Given task
Please summarize the overview of the Idea into Action project in two sentences.

Excerpt to read
.....
The Idea into Action (or I2A) project is a multi-year investigation into how we might translate ideas (principles, plans, good intentions, etc.) into action on the ground, particularly in contexts where ideas should translate into action readily enough with a bit of guidance, attention, and resolve, but they often don't. In close collaboration with Independent Schools Victoria, the I2A team has delved into the research literature from multiple academic disciplines and professional fields to understand how the challenge of idea into action has been studied and engaged, and designed tools and practices that support school leaders, teachers, and students to bring good ideas into action.
To date, the I2A project has worked on four key fronts:
- 1. Ecologies of Change leadership model and toolkit. The model and toolkit offers guidance for school leaders and leadership teams as they implement large-scale complex initiatives in their school contexts. They encourage leaders to recognize the complex dynamics of change, including surprising pockets of innovation and the energy of early adopters, but also the reality of later adopters and the tendency of innovations to slow down and slack off after initial momentum.
- 2. Reach Learning Approach. This approach is designed to transform the teaching of subject matter in ways that deepen understanding, foster thinking and learning skills and dispositions, and promote foster transfer of learning to students' lives. It calls for students to take on three different roles at various points in learning a content area - Explorer, Investigator, and Innovator. These roles develop in students powerful and flexible mindsets that they can apply widely in school and beyond.
- 3. Personalizing Instructional Change model and toolkit. This front supports teachers to exercise thoughtful agency and personalize innovations in ways reflecting their own contexts and enthusiasms. The model and toolkit recognize that teachers are always busy and some will respond to a prospective innovation as early adopters while others will find themselves later or even reluctant adopters.
- 4. Resilient Design. This front responds to the recurring problem of fragility, from the institutional to the personal, in the face of shifting conditions. Resilient design equips change agents and developers to expect and manage evolving circumstances, maintaining the innovation or restoring it nimbly or adapting it to emerging conditions.
.....
Given information
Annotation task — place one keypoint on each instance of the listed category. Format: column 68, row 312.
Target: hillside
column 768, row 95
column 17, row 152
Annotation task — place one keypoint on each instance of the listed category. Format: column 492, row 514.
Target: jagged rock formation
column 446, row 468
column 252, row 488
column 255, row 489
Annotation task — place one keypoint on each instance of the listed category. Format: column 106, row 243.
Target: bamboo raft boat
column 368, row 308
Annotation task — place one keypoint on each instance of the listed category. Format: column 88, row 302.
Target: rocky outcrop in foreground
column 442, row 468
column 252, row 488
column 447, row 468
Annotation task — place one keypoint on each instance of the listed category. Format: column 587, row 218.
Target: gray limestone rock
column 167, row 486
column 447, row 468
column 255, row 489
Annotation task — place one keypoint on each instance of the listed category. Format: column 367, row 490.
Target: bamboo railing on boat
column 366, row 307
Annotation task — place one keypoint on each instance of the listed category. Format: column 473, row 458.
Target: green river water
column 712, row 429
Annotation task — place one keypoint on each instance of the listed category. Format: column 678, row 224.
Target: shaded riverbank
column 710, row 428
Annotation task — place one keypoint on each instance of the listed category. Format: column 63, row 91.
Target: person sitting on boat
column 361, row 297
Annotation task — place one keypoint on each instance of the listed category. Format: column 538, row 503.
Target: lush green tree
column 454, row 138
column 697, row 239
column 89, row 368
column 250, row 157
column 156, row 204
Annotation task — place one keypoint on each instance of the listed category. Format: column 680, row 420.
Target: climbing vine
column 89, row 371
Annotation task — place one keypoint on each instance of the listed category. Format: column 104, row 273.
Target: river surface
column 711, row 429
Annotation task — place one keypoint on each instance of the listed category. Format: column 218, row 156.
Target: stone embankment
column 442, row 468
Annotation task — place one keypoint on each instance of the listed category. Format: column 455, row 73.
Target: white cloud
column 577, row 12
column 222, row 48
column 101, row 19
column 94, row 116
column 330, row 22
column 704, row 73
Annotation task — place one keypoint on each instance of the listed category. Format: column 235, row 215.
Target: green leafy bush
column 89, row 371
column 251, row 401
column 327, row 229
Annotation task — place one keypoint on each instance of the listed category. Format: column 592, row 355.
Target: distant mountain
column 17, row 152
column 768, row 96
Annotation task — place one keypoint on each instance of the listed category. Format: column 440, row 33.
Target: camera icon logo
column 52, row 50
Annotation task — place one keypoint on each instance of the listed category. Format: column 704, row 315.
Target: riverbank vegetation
.....
Correct result
The Idea into Action (I2A) project is a multi-year investigation, carried out in close collaboration with Independent Schools Victoria, into how ideas such as principles, plans, and good intentions can be translated into action on the ground, drawing on research literature from multiple disciplines and fields and designing tools and practices that support school leaders, teachers, and students. To date it has worked on four fronts: the Ecologies of Change leadership model and toolkit, the Reach Learning Approach, the Personalizing Instructional Change model and toolkit, and Resilient Design.